## WORK TO COMPLETE
Put the material below into a Markdown table with the columns Row and Line, numbering each line and omitting any blank lines.

## PROVIDED MATERIAL
____________
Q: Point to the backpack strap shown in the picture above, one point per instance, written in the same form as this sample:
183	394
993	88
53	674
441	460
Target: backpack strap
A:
____________
## EXERCISE OUTPUT
| Row | Line |
|---|---|
| 1 | Q: Point to the backpack strap shown in the picture above, one point per instance, written in the same form as this sample: |
| 2 | 183	394 |
| 3 | 993	88 |
| 4 | 53	674 |
| 5 | 441	460 |
| 6 | Target: backpack strap |
| 7 | A: |